▶ **Esercizio proposto 1**:
Ripeti fedelmente le righe dei record che vanno dalla riga contenente "Can you find the green leaf?" fino alla riga contenente "[[237, 220]]", incluse entrambe.

▶ **Testo da leggere**:
= = =

Nell’opinione di Williams è del tutto corretto sostenere che
l’ideologia non costituisce un’entità autonoma, ma non condivide
l’impiego delle espressioni quali riflessi, echi, immagini nebulose
da parte di Marx ed Engels, dato che a suo parere tali termini ci
riconducono all’ingenuo dualismo proprio del <<materialismo
meccanicistico>>.
Assai
più apprezzabile gli sembra la posizione che Marx assume, invece,
nel Capitale (vol.
I), dove sviluppa il celebre accostamento tra l’ape e l’architetto,
nel quale considera la coscienza <<come parte del processo
materiale umano>>. <<Ciò che distingue il peggior
architetto dalla migliore ape è il fatto di aver costruito la
propria cella nella propria testa prima di costruirla in cera. Al
termine del processo lavorativo, si ha un risultato che era già
presente all’inizio nella mente del lavoratore>>.

= = =

▶ **Record forniti**:
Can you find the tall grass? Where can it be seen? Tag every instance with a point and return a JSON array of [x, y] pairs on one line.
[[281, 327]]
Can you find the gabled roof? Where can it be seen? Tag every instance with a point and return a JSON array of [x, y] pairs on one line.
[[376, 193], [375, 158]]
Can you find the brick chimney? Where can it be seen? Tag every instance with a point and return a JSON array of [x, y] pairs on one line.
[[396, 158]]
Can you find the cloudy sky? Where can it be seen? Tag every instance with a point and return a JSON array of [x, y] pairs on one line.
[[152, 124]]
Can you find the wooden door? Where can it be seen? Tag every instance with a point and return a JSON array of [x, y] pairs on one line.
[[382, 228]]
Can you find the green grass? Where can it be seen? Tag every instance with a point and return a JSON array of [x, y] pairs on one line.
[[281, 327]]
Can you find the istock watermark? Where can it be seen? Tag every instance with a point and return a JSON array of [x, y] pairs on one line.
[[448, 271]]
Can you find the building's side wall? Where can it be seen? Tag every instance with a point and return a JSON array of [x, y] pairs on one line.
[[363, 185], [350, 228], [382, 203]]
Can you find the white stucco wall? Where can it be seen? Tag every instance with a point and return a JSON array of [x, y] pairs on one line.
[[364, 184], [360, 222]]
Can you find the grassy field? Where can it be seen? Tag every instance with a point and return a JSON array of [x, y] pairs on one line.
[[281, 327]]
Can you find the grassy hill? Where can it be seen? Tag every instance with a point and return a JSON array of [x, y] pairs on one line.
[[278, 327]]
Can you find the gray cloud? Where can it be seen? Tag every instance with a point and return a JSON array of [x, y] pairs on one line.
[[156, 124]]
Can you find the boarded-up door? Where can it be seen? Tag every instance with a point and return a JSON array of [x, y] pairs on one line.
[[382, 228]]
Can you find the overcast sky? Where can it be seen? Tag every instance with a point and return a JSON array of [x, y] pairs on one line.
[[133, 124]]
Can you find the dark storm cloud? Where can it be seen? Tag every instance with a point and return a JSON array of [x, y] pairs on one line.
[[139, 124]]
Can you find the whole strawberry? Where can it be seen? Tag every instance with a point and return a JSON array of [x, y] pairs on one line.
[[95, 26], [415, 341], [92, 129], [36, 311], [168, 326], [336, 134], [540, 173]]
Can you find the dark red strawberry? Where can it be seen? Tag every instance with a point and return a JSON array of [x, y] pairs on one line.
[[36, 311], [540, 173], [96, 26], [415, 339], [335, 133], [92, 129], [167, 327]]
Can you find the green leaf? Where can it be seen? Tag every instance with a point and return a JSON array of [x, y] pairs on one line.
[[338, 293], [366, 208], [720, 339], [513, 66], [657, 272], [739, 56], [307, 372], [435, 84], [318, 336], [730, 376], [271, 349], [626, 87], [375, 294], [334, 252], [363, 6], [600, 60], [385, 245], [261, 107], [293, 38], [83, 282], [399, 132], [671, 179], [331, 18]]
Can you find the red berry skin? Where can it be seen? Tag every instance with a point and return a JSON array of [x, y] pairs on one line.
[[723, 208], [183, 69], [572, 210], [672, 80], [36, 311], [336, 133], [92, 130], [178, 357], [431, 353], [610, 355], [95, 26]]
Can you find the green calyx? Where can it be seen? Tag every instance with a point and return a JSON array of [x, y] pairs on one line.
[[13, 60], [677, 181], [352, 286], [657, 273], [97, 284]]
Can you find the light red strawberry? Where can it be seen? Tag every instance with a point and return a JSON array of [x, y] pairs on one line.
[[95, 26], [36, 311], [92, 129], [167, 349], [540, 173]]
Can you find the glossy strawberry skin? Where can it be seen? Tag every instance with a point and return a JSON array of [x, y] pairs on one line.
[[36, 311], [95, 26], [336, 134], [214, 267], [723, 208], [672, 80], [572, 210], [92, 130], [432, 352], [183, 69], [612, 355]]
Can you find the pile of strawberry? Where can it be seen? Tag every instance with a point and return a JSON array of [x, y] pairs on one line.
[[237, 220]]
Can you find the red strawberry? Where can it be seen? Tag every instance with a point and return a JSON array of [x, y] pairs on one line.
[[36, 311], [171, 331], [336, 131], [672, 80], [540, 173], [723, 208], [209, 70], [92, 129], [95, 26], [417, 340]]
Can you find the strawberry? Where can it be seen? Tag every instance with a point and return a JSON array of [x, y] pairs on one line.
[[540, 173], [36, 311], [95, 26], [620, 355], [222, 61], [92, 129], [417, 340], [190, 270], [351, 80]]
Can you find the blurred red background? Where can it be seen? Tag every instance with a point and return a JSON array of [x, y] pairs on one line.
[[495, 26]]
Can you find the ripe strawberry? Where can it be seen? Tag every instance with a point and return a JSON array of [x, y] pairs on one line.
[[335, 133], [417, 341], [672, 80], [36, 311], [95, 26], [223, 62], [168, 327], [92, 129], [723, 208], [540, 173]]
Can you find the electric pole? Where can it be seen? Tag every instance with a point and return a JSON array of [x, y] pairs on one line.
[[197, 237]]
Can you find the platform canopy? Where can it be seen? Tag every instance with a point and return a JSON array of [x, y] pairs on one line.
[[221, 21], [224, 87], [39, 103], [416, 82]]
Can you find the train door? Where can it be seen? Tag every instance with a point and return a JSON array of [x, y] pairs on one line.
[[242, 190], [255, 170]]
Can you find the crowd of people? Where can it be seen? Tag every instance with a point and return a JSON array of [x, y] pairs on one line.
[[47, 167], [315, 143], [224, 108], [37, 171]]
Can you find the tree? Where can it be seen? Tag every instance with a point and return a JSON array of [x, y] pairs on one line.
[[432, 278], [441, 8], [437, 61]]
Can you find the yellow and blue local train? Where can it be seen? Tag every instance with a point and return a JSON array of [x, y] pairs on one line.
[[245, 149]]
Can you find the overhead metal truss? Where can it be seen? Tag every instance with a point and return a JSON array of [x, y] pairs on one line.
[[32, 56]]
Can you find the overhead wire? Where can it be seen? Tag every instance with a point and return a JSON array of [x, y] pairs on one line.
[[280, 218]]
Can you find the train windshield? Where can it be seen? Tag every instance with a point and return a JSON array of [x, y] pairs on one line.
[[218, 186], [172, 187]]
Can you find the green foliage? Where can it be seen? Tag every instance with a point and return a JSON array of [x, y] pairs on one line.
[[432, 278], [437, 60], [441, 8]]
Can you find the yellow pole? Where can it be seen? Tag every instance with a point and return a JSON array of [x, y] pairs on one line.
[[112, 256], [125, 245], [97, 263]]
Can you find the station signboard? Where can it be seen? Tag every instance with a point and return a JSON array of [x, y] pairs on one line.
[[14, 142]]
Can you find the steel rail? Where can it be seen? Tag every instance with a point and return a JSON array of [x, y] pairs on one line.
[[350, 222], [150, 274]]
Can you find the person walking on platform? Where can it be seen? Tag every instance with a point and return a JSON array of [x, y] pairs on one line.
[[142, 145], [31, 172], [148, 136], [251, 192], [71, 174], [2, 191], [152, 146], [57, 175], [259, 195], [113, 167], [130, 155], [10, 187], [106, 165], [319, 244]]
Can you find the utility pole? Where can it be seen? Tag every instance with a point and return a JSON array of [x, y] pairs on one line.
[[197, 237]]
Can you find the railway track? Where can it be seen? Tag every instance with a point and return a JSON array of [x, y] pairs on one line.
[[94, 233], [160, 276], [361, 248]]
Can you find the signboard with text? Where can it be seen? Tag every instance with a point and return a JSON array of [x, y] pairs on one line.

= = =

▶ **Esercizio proposto 2**:
Riproduci alla lettera il passo del testo sull'ideologia che va da "I), dove sviluppa" fino a "mente del lavoratore>>." compreso.

▶ **Risposta svolta 1**:
Can you find the green leaf? Where can it be seen? Tag every instance with a point and return a JSON array of [x, y] pairs on one line.
[[338, 293], [366, 208], [720, 339], [513, 66], [657, 272], [739, 56], [307, 372], [435, 84], [318, 336], [730, 376], [271, 349], [626, 87], [375, 294], [334, 252], [363, 6], [600, 60], [385, 245], [261, 107], [293, 38], [83, 282], [399, 132], [671, 179], [331, 18]]
Can you find the red berry skin? Where can it be seen? Tag every instance with a point and return a JSON array of [x, y] pairs on one line.
[[723, 208], [183, 69], [572, 210], [672, 80], [36, 311], [336, 133], [92, 130], [178, 357], [431, 353], [610, 355], [95, 26]]
Can you find the green calyx? Where can it be seen? Tag every instance with a point and return a JSON array of [x, y] pairs on one line.
[[13, 60], [677, 181], [352, 286], [657, 273], [97, 284]]
Can you find the light red strawberry? Where can it be seen? Tag every instance with a point and return a JSON array of [x, y] pairs on one line.
[[95, 26], [36, 311], [92, 129], [167, 349], [540, 173]]
Can you find the glossy strawberry skin? Where can it be seen? Tag every instance with a point and return a JSON array of [x, y] pairs on one line.
[[36, 311], [95, 26], [336, 134], [214, 267], [723, 208], [672, 80], [572, 210], [92, 130], [432, 352], [183, 69], [612, 355]]
Can you find the pile of strawberry? Where can it be seen? Tag every instance with a point and return a JSON array of [x, y] pairs on one line.
[[237, 220]]

▶ **Risposta svolta 2**:
I), dove sviluppa il celebre accostamento tra l’ape e l’architetto,
nel quale considera la coscienza <<come parte del processo
materiale umano>>. <<Ciò che distingue il peggior
architetto dalla migliore ape è il fatto di aver costruito la
propria cella nella propria testa prima di costruirla in cera. Al
termine del processo lavorativo, si ha un risultato che era già
presente all’inizio nella mente del lavoratore>>.